### Supplied data
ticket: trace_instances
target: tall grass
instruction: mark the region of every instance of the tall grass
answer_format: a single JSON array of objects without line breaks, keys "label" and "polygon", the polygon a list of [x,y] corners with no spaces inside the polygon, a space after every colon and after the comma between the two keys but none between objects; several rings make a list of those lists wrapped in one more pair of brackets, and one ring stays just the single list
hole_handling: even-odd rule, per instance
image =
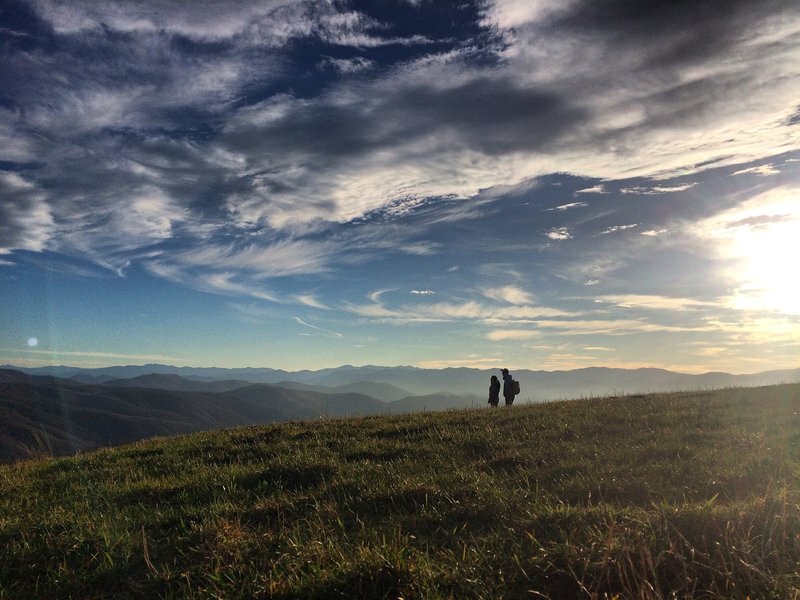
[{"label": "tall grass", "polygon": [[0,468],[0,598],[800,598],[800,386]]}]

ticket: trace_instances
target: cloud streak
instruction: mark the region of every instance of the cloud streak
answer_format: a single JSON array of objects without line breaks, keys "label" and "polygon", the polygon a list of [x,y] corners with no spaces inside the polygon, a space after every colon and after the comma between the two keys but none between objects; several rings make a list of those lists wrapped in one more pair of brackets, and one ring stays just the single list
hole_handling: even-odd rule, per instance
[{"label": "cloud streak", "polygon": [[300,317],[295,317],[294,320],[297,321],[298,323],[300,323],[300,325],[302,325],[303,327],[308,327],[309,329],[313,329],[315,331],[321,331],[322,333],[328,333],[328,334],[336,336],[336,337],[344,337],[338,331],[331,331],[330,329],[325,329],[323,327],[318,327],[316,325],[311,325],[310,323],[306,323],[305,321],[303,321]]}]

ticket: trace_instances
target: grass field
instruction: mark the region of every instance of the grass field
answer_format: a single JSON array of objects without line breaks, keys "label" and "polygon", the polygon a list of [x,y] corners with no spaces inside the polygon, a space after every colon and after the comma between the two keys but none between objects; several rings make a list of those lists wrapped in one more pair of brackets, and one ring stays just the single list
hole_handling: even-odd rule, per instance
[{"label": "grass field", "polygon": [[0,467],[0,598],[800,598],[800,385]]}]

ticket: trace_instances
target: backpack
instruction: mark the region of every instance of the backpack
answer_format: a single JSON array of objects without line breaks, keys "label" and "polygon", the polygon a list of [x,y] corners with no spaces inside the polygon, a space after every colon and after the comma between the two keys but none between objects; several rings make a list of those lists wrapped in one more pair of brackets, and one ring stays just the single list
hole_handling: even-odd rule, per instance
[{"label": "backpack", "polygon": [[511,389],[514,391],[515,396],[519,396],[519,381],[517,381],[516,379],[512,379]]}]

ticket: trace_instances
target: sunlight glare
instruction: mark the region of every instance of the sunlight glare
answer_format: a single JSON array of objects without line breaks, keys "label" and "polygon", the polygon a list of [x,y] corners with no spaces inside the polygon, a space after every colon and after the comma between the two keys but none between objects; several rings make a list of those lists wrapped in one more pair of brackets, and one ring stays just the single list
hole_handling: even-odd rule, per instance
[{"label": "sunlight glare", "polygon": [[[795,191],[796,192],[796,191]],[[769,194],[714,219],[713,235],[737,260],[733,308],[800,315],[800,193]]]}]

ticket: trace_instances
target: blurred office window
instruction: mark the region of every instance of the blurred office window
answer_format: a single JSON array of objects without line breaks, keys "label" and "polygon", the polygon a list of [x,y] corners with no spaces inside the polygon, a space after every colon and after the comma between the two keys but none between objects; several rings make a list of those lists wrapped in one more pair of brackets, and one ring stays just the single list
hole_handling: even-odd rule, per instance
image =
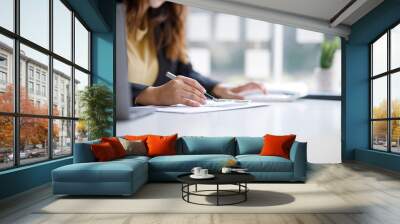
[{"label": "blurred office window", "polygon": [[20,0],[21,36],[49,48],[49,0]]},{"label": "blurred office window", "polygon": [[[270,85],[295,83],[316,94],[340,95],[337,37],[189,8],[187,40],[194,68],[216,80],[232,84],[251,80]],[[332,65],[321,69],[321,45],[333,40],[339,44]]]},{"label": "blurred office window", "polygon": [[393,28],[390,35],[390,67],[395,69],[400,67],[400,25]]},{"label": "blurred office window", "polygon": [[53,120],[53,157],[72,154],[72,121]]},{"label": "blurred office window", "polygon": [[387,71],[387,34],[372,44],[372,75]]},{"label": "blurred office window", "polygon": [[83,90],[87,86],[89,86],[89,74],[84,73],[78,69],[75,69],[75,117],[79,117],[81,115],[81,107],[80,105],[80,95]]},{"label": "blurred office window", "polygon": [[0,112],[14,111],[14,43],[0,34]]},{"label": "blurred office window", "polygon": [[72,12],[60,0],[53,0],[53,51],[71,60]]},{"label": "blurred office window", "polygon": [[238,41],[239,22],[238,16],[218,13],[215,19],[215,39],[218,41]]},{"label": "blurred office window", "polygon": [[53,115],[72,117],[72,68],[53,59]]},{"label": "blurred office window", "polygon": [[75,18],[75,63],[89,70],[89,31]]},{"label": "blurred office window", "polygon": [[189,57],[192,58],[193,68],[202,75],[210,75],[211,56],[208,49],[190,48]]}]

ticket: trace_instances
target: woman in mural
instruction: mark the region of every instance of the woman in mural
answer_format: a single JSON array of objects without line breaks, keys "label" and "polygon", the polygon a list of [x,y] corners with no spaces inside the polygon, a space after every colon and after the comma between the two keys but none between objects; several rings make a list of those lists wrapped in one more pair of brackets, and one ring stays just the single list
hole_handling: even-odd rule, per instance
[{"label": "woman in mural", "polygon": [[[164,0],[125,0],[124,4],[133,104],[200,106],[205,91],[227,99],[242,99],[244,91],[266,92],[255,82],[225,87],[193,70],[185,44],[185,6]],[[178,78],[167,78],[167,71]]]}]

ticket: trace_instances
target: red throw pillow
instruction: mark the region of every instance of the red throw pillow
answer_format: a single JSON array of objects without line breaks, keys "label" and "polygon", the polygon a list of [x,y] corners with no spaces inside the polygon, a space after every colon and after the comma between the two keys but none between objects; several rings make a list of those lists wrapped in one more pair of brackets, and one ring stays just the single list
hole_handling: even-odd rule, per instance
[{"label": "red throw pillow", "polygon": [[147,155],[165,156],[176,154],[176,139],[178,134],[171,136],[149,135],[147,137]]},{"label": "red throw pillow", "polygon": [[91,149],[94,157],[99,162],[110,161],[117,158],[113,147],[108,142],[93,144],[91,145]]},{"label": "red throw pillow", "polygon": [[280,156],[286,159],[290,157],[290,148],[296,135],[265,135],[264,146],[261,149],[261,156]]},{"label": "red throw pillow", "polygon": [[116,137],[110,137],[110,138],[101,138],[101,142],[108,142],[114,149],[115,155],[118,158],[125,157],[126,156],[126,151],[124,149],[124,146],[122,146],[121,142],[119,141],[118,138]]}]

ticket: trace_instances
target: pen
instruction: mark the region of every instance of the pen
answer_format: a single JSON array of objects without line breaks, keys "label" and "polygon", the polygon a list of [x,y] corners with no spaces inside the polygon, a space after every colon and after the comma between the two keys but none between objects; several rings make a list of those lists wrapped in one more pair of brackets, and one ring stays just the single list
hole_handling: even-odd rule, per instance
[{"label": "pen", "polygon": [[[170,78],[170,79],[175,79],[176,78],[176,75],[174,75],[171,72],[167,72],[166,76],[168,78]],[[213,101],[217,101],[218,100],[217,98],[215,98],[214,96],[212,96],[211,94],[209,94],[207,92],[205,92],[204,95],[206,95],[208,98],[212,99]]]}]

### Exercise brief
The material above should be repeated word for word, with every picture omitted.

### Response to this exercise
ticket: trace_instances
target: tall grass
instruction: mark the region of every instance of the tall grass
answer_format: a single JSON array of objects without line breaks, keys "label" and "polygon", the polygon a list of [x,y] corners with no spaces inside the polygon, a space after every colon and after the comma between the two keys but none between objects; several rings make a list of those lists wrapped in one more pair of brackets, and one ring stays just the single list
hole_handling: even-odd rule, per instance
image =
[{"label": "tall grass", "polygon": [[0,468],[0,598],[800,598],[800,386]]}]

ticket: trace_instances
target: cloud streak
instruction: mark the region of every instance of the cloud streak
answer_format: a single JSON array of objects without line breaks, keys "label" and "polygon", the polygon a list of [x,y] corners with no spaces inside the polygon, a space after every colon and after the comma between the two keys but none between objects; several rings make a list of those lists wrapped in one more pair of brackets, and one ring stays just the single list
hole_handling: even-odd rule, per instance
[{"label": "cloud streak", "polygon": [[300,317],[295,317],[294,320],[297,321],[298,323],[300,323],[300,325],[302,325],[303,327],[308,327],[309,329],[313,329],[315,331],[321,331],[322,333],[328,333],[328,334],[336,336],[336,337],[344,337],[338,331],[331,331],[330,329],[325,329],[323,327],[318,327],[316,325],[311,325],[310,323],[306,323],[305,321],[303,321]]}]

ticket: trace_instances
target: grass field
instruction: mark the region of every instance of the grass field
answer_format: a single JSON array of objects without line breaks, keys "label" and "polygon", the polygon a list of [x,y] corners with no spaces inside the polygon, a space after every colon and after the comma between the two keys but none between objects; several rings make a list of those lists wrapped in one more pair of brackets, and one ring stays just the single list
hole_handling: even-odd rule, per instance
[{"label": "grass field", "polygon": [[0,467],[0,598],[800,598],[800,385]]}]

ticket: trace_instances
target: backpack
instruction: mark the region of every instance of the backpack
answer_format: a single JSON array of objects without line breaks, keys "label" and "polygon", the polygon a list of [x,y] corners with no spaces inside the polygon, a space after every colon and after the comma between the two keys but none between objects; several rings make a list of those lists wrapped in one more pair of brackets, and one ring stays just the single list
hole_handling: even-odd rule, per instance
[{"label": "backpack", "polygon": [[511,389],[514,391],[515,396],[519,396],[519,381],[517,381],[516,379],[512,379]]}]

ticket: trace_instances
target: sunlight glare
instruction: mark the region of every instance of the sunlight glare
answer_format: a single JSON array of objects without line breaks, keys "label" and "polygon", the polygon a list of [x,y] corners with no spaces inside the polygon, a space after every colon and after the comma between the two keys but none between objects; several rings make a list of those lists wrapped in one more pair of brackets, and one ring stays just the single list
hole_handling: even-odd rule, per instance
[{"label": "sunlight glare", "polygon": [[[795,191],[796,192],[796,191]],[[769,194],[714,219],[713,235],[737,260],[733,308],[800,315],[800,193]]]}]

ticket: trace_instances
target: blurred office window
instruction: mark the region of every instance of the blurred office window
answer_format: a single JSON array of objects without line breaks, keys "label" and "polygon", the polygon a list of [x,y] corners with no spaces inside the polygon, a space after every colon and after the comma between the two keys but none between objects; several rings make a list of those lists wrapped in one more pair of brackets, and one ring stays just the single list
hole_handling: even-odd rule, per instance
image =
[{"label": "blurred office window", "polygon": [[20,0],[21,36],[49,48],[49,0]]},{"label": "blurred office window", "polygon": [[[270,85],[295,83],[316,94],[340,95],[337,37],[189,8],[187,40],[194,68],[216,80],[232,84],[251,80]],[[332,65],[321,69],[321,45],[333,40],[339,44]]]},{"label": "blurred office window", "polygon": [[393,28],[390,35],[390,67],[395,69],[400,67],[400,25]]},{"label": "blurred office window", "polygon": [[53,120],[53,157],[72,154],[72,121]]},{"label": "blurred office window", "polygon": [[387,71],[387,34],[372,44],[372,75]]},{"label": "blurred office window", "polygon": [[83,90],[87,86],[89,86],[89,74],[84,73],[78,69],[75,69],[75,117],[79,117],[81,115],[81,107],[80,105],[80,95]]},{"label": "blurred office window", "polygon": [[0,112],[14,111],[14,43],[0,34]]},{"label": "blurred office window", "polygon": [[72,12],[60,0],[53,0],[53,51],[71,60]]},{"label": "blurred office window", "polygon": [[238,41],[239,22],[238,16],[218,13],[215,19],[215,39],[218,41]]},{"label": "blurred office window", "polygon": [[53,115],[72,117],[72,68],[53,59]]},{"label": "blurred office window", "polygon": [[75,18],[75,63],[89,70],[89,31]]},{"label": "blurred office window", "polygon": [[189,57],[192,58],[193,68],[202,75],[210,75],[211,56],[208,49],[190,48]]}]

ticket: trace_instances
target: woman in mural
instruction: mark the region of every instance of the woman in mural
answer_format: a single JSON array of objects without line breaks, keys "label" and "polygon", the polygon a list of [x,y] corners with no spaces inside the polygon, a space after every colon and after the comma between the two keys but none between objects; several rings make a list of those lists wrapped in one more pair of brackets, and one ring stays just the single list
hole_handling: even-odd rule, per instance
[{"label": "woman in mural", "polygon": [[[164,0],[125,0],[124,4],[133,104],[200,106],[205,91],[227,99],[242,99],[244,91],[266,92],[255,82],[225,87],[193,70],[185,44],[185,6]],[[178,78],[167,78],[167,71]]]}]

ticket: trace_instances
target: red throw pillow
instruction: mark the region of every instance of the red throw pillow
answer_format: a single JSON array of objects without line breaks, keys "label" and "polygon", the polygon a list of [x,y] corners with no spaces inside the polygon, a space after every colon and after the comma between the two keys but none between objects; several rings make a list of those lists wrapped in one more pair of brackets, and one ring stays just the single list
hole_handling: even-odd rule, per instance
[{"label": "red throw pillow", "polygon": [[147,155],[165,156],[176,154],[176,139],[178,134],[171,136],[149,135],[147,137]]},{"label": "red throw pillow", "polygon": [[91,149],[94,157],[99,162],[110,161],[117,158],[113,147],[108,142],[93,144],[91,145]]},{"label": "red throw pillow", "polygon": [[280,156],[286,159],[290,157],[290,148],[296,135],[265,135],[264,146],[261,149],[261,156]]},{"label": "red throw pillow", "polygon": [[116,137],[110,137],[110,138],[101,138],[101,142],[108,142],[114,149],[115,155],[118,158],[125,157],[126,156],[126,151],[124,149],[124,146],[122,146],[121,142],[119,141],[118,138]]}]

ticket: trace_instances
target: pen
instruction: mark the region of every instance of the pen
answer_format: a single JSON array of objects without line breaks, keys "label" and "polygon", the polygon a list of [x,y] corners with no spaces inside the polygon, a space after every colon and after the comma between the two keys but none between objects; several rings make a list of those lists wrapped in one more pair of brackets, and one ring stays just the single list
hole_handling: even-odd rule, per instance
[{"label": "pen", "polygon": [[[170,78],[170,79],[175,79],[176,78],[176,75],[174,75],[171,72],[167,72],[166,76],[168,78]],[[213,101],[217,101],[218,100],[217,98],[215,98],[214,96],[212,96],[211,94],[209,94],[207,92],[205,92],[204,95],[206,95],[208,98],[212,99]]]}]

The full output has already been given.